本文

▽

図15は、第3の実施形態の段階的スケジュールテーブルの例を表わす図である。
【0124】
図15の一例では、現在のフェーズ数Kが8であり、変更後のフェーズ数Mが1の場合には、5段階でフェーズを変化させるように定められている。実行時間ΔT(1)のステップ1において、フェーズ数がKを維持し、増幅率がF(1)となるように定められている。実行時間ΔT(2)のステップ2において、フェーズ数がKを維持し、増幅率がF(2)となるように定められている。実行時間ΔT(3)のステップ3において、フェーズ数がMに変化し、増幅率がF(3)となるように定められている。実行時間ΔT(4)のステップ4において、フェーズ数がMを維持し、増幅率がF(4)となるように定められている。実行時間ΔT(4)のステップ5において、フェーズ数がMを維持し、増幅率がF(5)となるように定められている。

△

課題 a
本文について、次の問いに答えよ。
(i) 図15は何を表わす図か。
(ii) 図15の一例では、何段階でフェーズを変化させるように定められているか。
(iii) ステップ3において、フェーズ数と増幅率はそれぞれどうなるように定められているか。
本文と記録は互いに関係しない。

[位置特定の記録]
▽

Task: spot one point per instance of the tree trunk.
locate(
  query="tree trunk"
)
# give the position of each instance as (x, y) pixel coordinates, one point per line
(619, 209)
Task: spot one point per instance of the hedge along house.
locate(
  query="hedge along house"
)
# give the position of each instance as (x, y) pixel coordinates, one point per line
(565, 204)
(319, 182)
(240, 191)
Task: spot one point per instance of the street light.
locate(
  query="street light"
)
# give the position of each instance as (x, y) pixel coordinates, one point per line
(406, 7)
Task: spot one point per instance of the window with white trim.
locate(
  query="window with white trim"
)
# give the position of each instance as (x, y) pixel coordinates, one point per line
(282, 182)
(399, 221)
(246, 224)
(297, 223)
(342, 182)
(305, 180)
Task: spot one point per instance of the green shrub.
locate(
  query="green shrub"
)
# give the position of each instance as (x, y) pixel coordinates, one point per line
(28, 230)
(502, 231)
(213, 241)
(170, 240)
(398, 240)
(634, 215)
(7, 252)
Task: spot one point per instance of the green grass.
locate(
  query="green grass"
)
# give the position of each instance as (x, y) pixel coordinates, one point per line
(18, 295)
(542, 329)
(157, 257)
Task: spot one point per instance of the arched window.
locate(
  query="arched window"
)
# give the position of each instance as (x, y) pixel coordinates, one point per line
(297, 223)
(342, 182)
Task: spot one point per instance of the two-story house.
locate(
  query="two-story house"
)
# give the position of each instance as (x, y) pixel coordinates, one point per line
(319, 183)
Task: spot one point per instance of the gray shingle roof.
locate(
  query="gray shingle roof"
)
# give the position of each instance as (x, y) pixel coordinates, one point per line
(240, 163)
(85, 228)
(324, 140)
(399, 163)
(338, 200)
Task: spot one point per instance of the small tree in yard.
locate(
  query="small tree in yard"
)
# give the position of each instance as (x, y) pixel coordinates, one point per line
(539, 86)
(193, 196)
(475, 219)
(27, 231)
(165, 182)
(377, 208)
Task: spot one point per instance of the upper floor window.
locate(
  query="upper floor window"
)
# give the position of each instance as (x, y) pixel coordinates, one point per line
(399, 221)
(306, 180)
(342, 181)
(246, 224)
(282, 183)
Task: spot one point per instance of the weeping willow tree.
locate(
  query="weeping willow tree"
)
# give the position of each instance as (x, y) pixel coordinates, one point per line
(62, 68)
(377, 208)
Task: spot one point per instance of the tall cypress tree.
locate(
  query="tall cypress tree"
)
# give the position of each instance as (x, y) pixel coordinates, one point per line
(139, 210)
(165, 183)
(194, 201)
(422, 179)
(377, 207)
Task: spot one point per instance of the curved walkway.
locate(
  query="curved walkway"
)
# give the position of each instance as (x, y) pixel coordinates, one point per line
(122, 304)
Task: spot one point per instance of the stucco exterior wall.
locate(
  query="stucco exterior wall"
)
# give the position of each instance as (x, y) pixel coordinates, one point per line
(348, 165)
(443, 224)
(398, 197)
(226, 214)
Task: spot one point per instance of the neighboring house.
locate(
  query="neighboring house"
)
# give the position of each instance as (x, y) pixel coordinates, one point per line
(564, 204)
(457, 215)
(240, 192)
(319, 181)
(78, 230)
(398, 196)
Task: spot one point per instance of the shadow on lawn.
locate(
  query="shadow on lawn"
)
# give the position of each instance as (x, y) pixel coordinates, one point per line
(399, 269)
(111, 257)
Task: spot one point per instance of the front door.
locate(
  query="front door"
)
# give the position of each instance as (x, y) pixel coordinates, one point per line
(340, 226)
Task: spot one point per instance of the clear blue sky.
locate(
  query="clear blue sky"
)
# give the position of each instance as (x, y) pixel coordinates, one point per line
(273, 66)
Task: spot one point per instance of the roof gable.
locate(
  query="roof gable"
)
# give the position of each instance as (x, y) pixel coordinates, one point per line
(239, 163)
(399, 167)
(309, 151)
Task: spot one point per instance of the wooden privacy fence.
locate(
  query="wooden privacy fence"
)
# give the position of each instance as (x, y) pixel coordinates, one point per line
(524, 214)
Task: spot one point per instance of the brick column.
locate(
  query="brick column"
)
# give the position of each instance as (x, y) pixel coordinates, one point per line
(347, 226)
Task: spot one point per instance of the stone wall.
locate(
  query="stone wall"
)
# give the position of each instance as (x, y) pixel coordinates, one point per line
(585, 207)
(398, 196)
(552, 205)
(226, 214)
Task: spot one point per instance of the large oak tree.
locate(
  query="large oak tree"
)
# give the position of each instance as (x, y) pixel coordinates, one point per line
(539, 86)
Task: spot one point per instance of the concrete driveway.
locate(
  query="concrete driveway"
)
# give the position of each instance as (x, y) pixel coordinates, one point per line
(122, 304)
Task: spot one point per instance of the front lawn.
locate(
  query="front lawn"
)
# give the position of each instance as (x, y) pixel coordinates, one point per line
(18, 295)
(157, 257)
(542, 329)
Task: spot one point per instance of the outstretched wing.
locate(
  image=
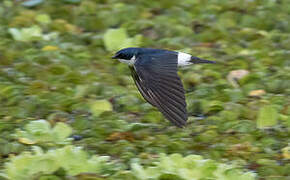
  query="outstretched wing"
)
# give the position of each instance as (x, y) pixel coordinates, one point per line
(157, 80)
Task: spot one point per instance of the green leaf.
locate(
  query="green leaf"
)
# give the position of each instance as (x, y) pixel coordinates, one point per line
(43, 19)
(99, 106)
(116, 39)
(32, 3)
(267, 117)
(61, 131)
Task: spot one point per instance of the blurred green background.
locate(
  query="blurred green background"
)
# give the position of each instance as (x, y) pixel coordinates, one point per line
(60, 90)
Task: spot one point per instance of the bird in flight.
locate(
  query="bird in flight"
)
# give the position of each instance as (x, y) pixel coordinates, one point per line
(155, 74)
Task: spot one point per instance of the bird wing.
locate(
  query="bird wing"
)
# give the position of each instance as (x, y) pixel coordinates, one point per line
(157, 80)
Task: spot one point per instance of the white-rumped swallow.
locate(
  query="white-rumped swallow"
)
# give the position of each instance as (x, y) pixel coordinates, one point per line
(155, 74)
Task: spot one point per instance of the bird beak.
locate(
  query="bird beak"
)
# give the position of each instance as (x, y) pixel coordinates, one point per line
(196, 60)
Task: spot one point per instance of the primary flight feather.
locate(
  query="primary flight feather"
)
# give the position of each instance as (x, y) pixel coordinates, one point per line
(155, 74)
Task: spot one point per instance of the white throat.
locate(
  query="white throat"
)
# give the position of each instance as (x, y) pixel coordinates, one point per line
(183, 59)
(129, 62)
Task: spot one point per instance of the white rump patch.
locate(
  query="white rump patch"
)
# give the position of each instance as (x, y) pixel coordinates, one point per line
(183, 59)
(129, 62)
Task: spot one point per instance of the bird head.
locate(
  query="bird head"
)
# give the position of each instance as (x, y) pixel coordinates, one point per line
(125, 54)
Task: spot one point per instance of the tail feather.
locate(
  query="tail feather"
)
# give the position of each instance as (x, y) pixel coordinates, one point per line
(196, 60)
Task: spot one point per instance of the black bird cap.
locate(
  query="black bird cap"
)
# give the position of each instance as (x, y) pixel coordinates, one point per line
(126, 53)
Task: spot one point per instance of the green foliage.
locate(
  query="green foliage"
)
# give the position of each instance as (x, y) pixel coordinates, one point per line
(99, 106)
(267, 117)
(33, 33)
(187, 168)
(55, 65)
(41, 132)
(72, 159)
(116, 39)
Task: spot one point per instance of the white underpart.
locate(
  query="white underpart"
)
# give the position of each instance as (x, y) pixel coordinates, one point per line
(183, 59)
(130, 62)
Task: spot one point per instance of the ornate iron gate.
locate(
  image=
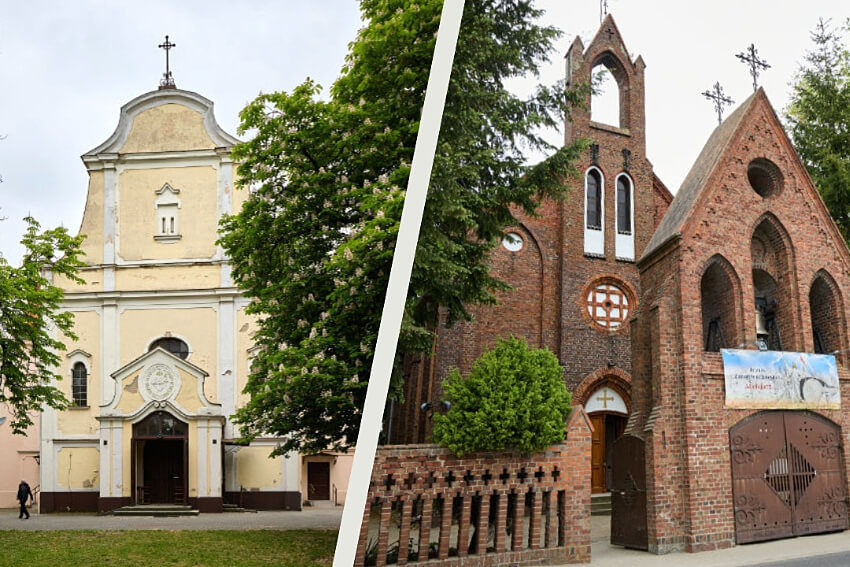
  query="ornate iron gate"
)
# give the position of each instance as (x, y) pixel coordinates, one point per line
(787, 476)
(628, 493)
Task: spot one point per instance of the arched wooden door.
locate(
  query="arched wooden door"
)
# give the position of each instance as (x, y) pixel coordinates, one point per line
(787, 476)
(160, 459)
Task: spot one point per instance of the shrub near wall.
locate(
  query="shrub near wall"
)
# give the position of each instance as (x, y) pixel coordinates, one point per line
(514, 399)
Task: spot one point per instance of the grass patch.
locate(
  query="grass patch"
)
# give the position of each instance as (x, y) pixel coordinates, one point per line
(290, 548)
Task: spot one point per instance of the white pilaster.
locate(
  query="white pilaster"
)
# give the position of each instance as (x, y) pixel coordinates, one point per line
(105, 442)
(110, 228)
(215, 457)
(226, 386)
(117, 453)
(109, 354)
(202, 458)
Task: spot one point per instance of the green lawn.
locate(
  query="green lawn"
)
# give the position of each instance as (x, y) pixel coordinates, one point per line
(295, 548)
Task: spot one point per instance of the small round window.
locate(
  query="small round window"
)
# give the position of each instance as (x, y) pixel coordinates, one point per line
(512, 242)
(608, 305)
(173, 345)
(764, 177)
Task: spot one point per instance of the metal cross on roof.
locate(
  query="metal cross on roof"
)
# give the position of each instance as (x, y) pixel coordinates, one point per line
(720, 100)
(751, 58)
(167, 81)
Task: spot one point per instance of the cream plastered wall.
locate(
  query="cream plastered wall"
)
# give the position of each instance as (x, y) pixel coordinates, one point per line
(197, 326)
(81, 421)
(255, 470)
(93, 281)
(187, 398)
(168, 277)
(167, 128)
(78, 468)
(137, 219)
(193, 458)
(240, 194)
(126, 459)
(131, 400)
(246, 326)
(92, 225)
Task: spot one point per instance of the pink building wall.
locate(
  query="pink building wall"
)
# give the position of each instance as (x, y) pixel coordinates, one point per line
(17, 459)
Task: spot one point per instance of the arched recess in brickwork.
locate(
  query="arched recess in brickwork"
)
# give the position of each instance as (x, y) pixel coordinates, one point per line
(826, 308)
(773, 275)
(615, 378)
(720, 292)
(608, 63)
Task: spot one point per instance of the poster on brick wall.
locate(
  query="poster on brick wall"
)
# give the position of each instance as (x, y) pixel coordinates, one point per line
(780, 380)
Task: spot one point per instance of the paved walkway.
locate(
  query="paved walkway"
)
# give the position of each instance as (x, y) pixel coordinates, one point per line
(603, 553)
(309, 518)
(606, 555)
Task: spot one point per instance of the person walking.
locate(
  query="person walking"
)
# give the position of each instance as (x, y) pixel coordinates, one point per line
(24, 493)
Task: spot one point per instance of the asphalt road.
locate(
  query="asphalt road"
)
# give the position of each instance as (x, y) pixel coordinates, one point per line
(832, 560)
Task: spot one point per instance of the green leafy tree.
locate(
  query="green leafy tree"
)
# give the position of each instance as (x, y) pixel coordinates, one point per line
(819, 119)
(313, 246)
(29, 319)
(513, 399)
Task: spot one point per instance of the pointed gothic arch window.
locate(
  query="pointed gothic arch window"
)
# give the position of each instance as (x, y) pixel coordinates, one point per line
(594, 206)
(625, 238)
(824, 306)
(717, 297)
(775, 301)
(609, 100)
(79, 385)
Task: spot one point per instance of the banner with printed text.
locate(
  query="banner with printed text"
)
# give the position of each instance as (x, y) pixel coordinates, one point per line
(780, 380)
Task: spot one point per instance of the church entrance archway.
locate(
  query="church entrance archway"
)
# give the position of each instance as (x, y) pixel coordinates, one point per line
(787, 476)
(160, 459)
(608, 414)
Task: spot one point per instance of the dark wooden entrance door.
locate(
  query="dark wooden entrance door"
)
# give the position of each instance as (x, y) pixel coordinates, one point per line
(607, 428)
(787, 476)
(163, 470)
(319, 481)
(628, 493)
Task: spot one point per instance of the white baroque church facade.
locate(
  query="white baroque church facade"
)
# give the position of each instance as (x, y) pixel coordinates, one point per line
(164, 343)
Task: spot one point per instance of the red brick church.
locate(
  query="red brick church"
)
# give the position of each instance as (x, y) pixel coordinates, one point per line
(637, 293)
(573, 268)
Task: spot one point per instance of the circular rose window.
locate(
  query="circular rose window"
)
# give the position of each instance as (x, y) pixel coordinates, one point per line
(608, 305)
(512, 242)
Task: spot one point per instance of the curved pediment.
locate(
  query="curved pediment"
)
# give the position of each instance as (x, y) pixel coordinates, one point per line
(165, 121)
(159, 379)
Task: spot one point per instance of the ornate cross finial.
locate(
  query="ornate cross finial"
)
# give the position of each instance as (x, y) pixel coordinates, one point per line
(167, 81)
(720, 100)
(751, 58)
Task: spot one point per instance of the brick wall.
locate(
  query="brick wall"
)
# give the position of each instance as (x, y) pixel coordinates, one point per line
(551, 274)
(427, 506)
(678, 388)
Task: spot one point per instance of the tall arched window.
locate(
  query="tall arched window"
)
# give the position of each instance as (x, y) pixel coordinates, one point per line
(594, 240)
(79, 385)
(625, 239)
(173, 345)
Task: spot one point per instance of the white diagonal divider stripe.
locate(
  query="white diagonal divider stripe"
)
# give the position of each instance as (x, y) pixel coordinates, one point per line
(405, 250)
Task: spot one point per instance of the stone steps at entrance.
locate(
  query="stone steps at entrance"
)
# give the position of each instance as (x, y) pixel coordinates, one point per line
(600, 504)
(156, 510)
(235, 508)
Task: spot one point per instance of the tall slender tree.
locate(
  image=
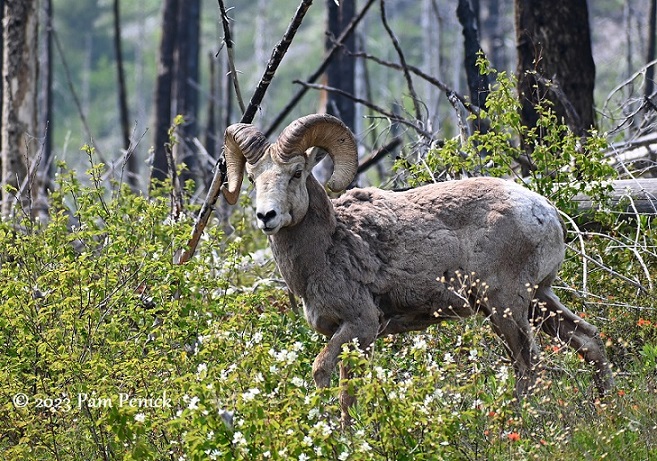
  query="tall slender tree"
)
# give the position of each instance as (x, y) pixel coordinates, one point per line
(341, 72)
(652, 38)
(46, 100)
(19, 120)
(163, 92)
(554, 45)
(131, 163)
(186, 79)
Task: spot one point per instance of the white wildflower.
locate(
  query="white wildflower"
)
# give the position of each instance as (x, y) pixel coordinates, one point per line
(193, 403)
(238, 439)
(250, 394)
(419, 344)
(323, 428)
(213, 454)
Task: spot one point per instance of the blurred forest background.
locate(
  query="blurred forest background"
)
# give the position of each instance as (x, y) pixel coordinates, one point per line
(78, 61)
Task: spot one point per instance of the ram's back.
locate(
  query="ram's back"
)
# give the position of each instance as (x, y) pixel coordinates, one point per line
(401, 242)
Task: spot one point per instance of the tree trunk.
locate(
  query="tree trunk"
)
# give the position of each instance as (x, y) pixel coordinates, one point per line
(554, 44)
(650, 71)
(186, 81)
(46, 100)
(163, 90)
(131, 163)
(19, 120)
(341, 72)
(477, 83)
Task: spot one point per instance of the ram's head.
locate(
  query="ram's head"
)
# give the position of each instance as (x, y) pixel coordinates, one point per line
(279, 170)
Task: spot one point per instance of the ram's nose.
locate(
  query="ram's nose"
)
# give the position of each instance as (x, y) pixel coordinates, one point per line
(268, 220)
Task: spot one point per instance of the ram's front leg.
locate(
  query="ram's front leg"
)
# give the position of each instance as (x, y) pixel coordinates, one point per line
(327, 360)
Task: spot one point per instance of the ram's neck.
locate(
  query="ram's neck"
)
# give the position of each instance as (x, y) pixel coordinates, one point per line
(300, 250)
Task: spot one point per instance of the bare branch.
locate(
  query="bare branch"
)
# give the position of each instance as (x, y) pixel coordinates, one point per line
(434, 81)
(320, 70)
(370, 105)
(228, 40)
(402, 60)
(220, 170)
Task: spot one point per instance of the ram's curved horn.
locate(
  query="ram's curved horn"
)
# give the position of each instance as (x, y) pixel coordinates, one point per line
(242, 143)
(328, 133)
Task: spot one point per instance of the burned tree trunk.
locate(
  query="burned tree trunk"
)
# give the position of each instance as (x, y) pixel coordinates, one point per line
(555, 60)
(131, 163)
(19, 82)
(163, 90)
(341, 72)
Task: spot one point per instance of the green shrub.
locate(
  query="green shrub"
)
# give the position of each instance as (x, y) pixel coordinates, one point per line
(120, 354)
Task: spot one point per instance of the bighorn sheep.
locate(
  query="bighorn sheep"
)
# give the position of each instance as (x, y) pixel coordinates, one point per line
(372, 262)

△

課題 b
記録のうち、文字列「circular」を含む行をすべて返せ。大文字と小文字は区別する。

解答例 a
(i) 第3の実施形態の段階的スケジュールテーブルの例を表わす図である。
(ii) 5段階である。
(iii) フェーズ数がMに変化し、増幅率がF(3)となるように定められている。

解答例 b
Task: spot one point per instance of the circular rose window.
  query="circular rose window"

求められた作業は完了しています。